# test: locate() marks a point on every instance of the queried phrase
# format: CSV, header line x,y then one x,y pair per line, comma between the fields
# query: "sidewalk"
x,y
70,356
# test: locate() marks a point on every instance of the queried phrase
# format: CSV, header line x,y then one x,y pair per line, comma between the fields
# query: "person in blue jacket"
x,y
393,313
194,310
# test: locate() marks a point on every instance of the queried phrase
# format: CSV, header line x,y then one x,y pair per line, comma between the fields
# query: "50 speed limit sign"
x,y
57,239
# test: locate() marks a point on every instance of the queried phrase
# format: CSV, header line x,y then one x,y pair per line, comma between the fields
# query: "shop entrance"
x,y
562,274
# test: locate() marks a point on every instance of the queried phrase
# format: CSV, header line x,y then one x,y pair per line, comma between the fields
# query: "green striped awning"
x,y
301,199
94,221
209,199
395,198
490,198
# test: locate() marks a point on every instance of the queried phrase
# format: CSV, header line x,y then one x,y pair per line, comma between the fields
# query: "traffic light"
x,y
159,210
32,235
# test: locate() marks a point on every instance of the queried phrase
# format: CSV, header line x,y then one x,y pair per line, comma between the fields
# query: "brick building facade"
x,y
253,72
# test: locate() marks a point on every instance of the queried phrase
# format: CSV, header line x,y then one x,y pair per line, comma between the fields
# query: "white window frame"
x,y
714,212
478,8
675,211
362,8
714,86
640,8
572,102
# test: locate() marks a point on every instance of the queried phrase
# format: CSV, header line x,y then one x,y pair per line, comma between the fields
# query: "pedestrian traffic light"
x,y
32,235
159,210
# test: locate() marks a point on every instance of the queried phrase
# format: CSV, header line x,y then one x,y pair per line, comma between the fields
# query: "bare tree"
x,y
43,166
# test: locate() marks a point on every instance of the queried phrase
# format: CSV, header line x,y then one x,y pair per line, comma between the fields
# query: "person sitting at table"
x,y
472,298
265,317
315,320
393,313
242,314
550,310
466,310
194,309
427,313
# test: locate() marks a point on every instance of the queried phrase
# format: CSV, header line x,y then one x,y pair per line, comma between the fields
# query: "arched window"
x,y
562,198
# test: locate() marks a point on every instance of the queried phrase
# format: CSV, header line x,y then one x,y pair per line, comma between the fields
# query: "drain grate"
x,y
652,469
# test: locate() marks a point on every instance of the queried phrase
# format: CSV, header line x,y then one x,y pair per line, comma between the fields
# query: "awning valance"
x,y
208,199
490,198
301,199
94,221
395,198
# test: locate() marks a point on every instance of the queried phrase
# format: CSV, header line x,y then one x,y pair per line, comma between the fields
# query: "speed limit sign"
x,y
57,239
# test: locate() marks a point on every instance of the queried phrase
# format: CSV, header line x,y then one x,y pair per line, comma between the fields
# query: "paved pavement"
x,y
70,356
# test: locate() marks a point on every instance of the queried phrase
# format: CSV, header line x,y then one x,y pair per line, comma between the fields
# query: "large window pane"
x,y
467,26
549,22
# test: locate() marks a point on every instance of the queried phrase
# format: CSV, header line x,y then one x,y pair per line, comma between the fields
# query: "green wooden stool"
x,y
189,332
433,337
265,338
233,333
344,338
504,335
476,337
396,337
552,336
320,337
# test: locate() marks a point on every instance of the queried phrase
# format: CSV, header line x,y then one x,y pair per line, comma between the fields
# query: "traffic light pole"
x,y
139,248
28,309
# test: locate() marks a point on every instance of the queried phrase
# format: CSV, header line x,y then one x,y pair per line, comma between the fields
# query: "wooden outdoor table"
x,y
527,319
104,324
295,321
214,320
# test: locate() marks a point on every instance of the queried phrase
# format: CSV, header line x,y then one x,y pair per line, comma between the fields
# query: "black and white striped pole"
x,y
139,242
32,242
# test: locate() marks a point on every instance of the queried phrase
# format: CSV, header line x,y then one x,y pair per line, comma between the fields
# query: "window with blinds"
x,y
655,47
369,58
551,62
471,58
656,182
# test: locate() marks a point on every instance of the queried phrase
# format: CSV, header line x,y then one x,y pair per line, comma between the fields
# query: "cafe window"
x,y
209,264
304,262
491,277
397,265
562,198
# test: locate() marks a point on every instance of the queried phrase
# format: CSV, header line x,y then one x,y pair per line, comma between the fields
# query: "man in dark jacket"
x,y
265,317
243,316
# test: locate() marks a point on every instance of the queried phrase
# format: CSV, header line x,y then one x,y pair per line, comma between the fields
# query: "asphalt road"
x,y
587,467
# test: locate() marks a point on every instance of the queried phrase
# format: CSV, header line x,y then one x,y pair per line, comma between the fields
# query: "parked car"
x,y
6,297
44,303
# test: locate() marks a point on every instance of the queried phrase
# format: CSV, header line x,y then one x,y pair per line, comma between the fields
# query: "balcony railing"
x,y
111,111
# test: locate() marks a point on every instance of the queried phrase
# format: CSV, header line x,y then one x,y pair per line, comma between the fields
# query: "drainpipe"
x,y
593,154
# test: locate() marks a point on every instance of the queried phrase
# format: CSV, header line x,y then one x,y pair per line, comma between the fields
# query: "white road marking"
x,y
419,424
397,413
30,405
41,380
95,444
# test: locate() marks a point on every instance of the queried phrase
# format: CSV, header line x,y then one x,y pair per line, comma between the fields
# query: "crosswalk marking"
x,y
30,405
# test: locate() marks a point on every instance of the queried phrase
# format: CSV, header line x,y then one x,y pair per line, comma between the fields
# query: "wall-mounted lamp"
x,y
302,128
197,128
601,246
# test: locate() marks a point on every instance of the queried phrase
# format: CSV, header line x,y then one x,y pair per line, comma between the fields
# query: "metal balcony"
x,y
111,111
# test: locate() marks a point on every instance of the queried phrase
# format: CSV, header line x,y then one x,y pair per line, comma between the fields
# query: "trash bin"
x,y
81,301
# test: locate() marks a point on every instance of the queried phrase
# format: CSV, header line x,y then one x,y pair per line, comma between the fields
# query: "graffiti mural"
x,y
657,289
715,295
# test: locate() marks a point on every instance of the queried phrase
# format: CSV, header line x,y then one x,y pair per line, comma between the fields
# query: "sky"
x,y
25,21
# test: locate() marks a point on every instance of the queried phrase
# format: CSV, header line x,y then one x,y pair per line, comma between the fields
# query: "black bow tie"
-- -- --
Write out the material exactly as given.

# test: locate() marks a point on every instance of the queried phrase
# format: CSV, header line x,y then one x,y pair per line, comma between the fields
# query: "sidewalk"
x,y
70,356
# test: locate() marks a point on every instance of the queried phrase
# format: CSV, header line x,y then one x,y pair per line, comma between the fields
# query: "person in blue jacket"
x,y
393,313
194,310
# test: locate() marks a point on every instance of the queried phrase
# format: CSV, header line x,y then one x,y pair per line, comma between the fields
# query: "50 speed limit sign"
x,y
57,239
# test: locate() marks a point on every instance of the queried phrase
# format: CSV, header line x,y then one x,y pair per line, comma between the fields
# query: "shop entrance"
x,y
562,274
# test: locate() marks a point on every instance of the queried phrase
# format: CSV, header line x,y then one x,y pair per line, comma between the fields
# query: "green striped awning"
x,y
301,199
94,221
209,199
395,198
490,198
# test: locate() marks a point on every instance of the queried phrase
# format: CSV, header line x,y then one x,y pair per line, comma between the fields
# query: "traffic light"
x,y
159,210
32,235
# test: locate() marks a point on every instance of the queried phrase
# format: CSV, header line x,y then one x,y pair per line, comma between the fields
# query: "brick building facade"
x,y
253,72
# test: locate() marks a point on every instance of the queried phrase
# format: CSV, header line x,y then one x,y pair per line, comma between the fields
# query: "white window frame"
x,y
714,212
478,8
675,211
362,8
714,86
640,8
572,102
# test: locate() marks a point on every instance of the queried phrase
# format: CSV, header line x,y then one x,y pair per line, comma between the fields
# query: "pedestrian traffic light"
x,y
32,235
159,210
# test: locate() marks a point on every instance of the queried phrase
# format: CSV, header line x,y then one x,y pair per line, comma between the fields
# query: "bare tree"
x,y
43,166
# test: locate() marks a point on every instance of the queried phrase
# format: CSV, header line x,y then one x,y pair per line, comma between the fields
# query: "person sitting at table"
x,y
472,298
265,317
315,320
393,313
242,314
550,310
466,310
194,309
427,313
# test: locate() marks a point on every instance of the queried phrase
# format: CSV, header line x,y then one x,y pair per line, comma between the fields
# query: "arched window"
x,y
562,198
# test: locate() marks a point on every instance of the queried phrase
# format: CSV, header line x,y then one x,y pair per line, comma between the fields
# query: "drain grate"
x,y
652,469
# test: locate() marks a point on every instance of the queried phrase
# format: CSV, header line x,y then one x,y pair per line, comma between the fields
# query: "awning valance"
x,y
208,199
490,198
301,199
94,221
395,198
# test: locate() marks a point on every instance of the queried phrase
# format: CSV, header line x,y then one x,y pair per line, comma between the fields
# query: "speed limit sign"
x,y
57,239
# test: locate() marks a point on every instance of the queried phrase
# format: CSV, header line x,y then one x,y pair per line, comma between the fields
# query: "paved pavement"
x,y
70,356
# test: locate() marks a point on every instance of the queried phrase
# format: CSV, header line x,y then one x,y pair per line, comma between the fields
# query: "large window pane"
x,y
467,26
549,22
# test: locate() marks a point on every instance of the queried phrase
# format: CSV, header line x,y then one x,y pair per line, comma between the fields
# query: "green wooden stool"
x,y
189,332
433,337
265,338
233,333
344,338
504,335
476,337
396,337
552,336
320,337
# test: locate() marks a point on every instance of the queried phrase
# format: CSV, header line x,y then one x,y pair per line, comma between the fields
# query: "traffic light pole"
x,y
139,248
28,309
# test: locate() marks a point on every instance of the queried phrase
# format: CSV, header line x,y then one x,y pair per line, comma between the fields
# query: "wooden outdoor table"
x,y
527,319
104,324
295,321
214,320
# test: locate() marks a point on every instance of the queried phrase
# format: CSV, header line x,y then one x,y pair per line, comma between the fields
# query: "black and white striped pole"
x,y
139,242
32,242
# test: locate() marks a point on every instance of the queried phrase
# format: CSV, header line x,y then one x,y pair per line, comma between the fields
# query: "window with blinds"
x,y
655,47
369,58
551,62
471,58
656,182
# test: locate() marks a point on every instance of the queried phrase
# format: CSV, header line x,y then one x,y pair per line, comma between the fields
# query: "cafe window"
x,y
209,264
304,262
491,277
397,265
562,198
# test: locate() marks a point on every instance of the queried phrase
# format: CSV, header line x,y then one x,y pair per line, comma between the fields
# query: "man in dark jacket"
x,y
265,317
243,316
# test: locate() marks a point on every instance of the queried phrase
# format: CSV, header line x,y then one x,y pair per line, comma between the fields
# query: "asphalt road"
x,y
587,467
# test: locate() marks a point on every instance of the queried phrase
# format: CSV, header line x,y then one x,y pair per line, comma between the fields
# query: "parked car"
x,y
6,297
44,303
# test: locate() marks a point on every instance of the queried phrase
# format: CSV, header line x,y then one x,y pair per line, comma between the fields
# query: "balcony railing"
x,y
111,111
# test: locate() marks a point on every instance of the queried phrase
# format: CSV, header line x,y then one x,y pair per line, comma between the fields
# query: "drainpipe"
x,y
593,154
# test: locate() marks a point on every instance of the queried phrase
# format: CSV, header line x,y then one x,y pair per line, comma between the fields
# query: "white road marking"
x,y
419,424
397,413
30,405
41,380
95,444
# test: locate() marks a point on every instance of the queried phrase
# format: CSV, header line x,y then one x,y pair per line, comma between the fields
# query: "crosswalk marking"
x,y
30,405
# test: locate() marks a point on every instance of the queried phrase
# format: CSV, header line x,y then one x,y pair per line, comma between the fields
# query: "wall-mounted lamp"
x,y
302,128
197,128
601,246
# test: locate() marks a point on every instance of the queried phrase
# format: CSV, header line x,y then one x,y pair per line, comma between the fields
# query: "metal balcony"
x,y
111,111
# test: locate() marks a point on every instance of the queried phrase
# format: CSV, header line x,y then one x,y pair per line, comma between the fields
# query: "trash bin"
x,y
81,301
# test: locate() marks a point on every instance of the queried phrase
# format: CSV, header line x,y then one x,y pair per line, comma between the fields
# query: "graffiti mural"
x,y
657,289
715,295
# test: locate() marks a point on every instance of the queried phrase
# format: CSV, header line x,y then one x,y pair per line, comma between the fields
# query: "sky"
x,y
25,21
# test: locate() marks a point on every instance of the queried phrase
# format: CSV, header line x,y then one x,y pair per line, comma between the fields
# query: "black bow tie"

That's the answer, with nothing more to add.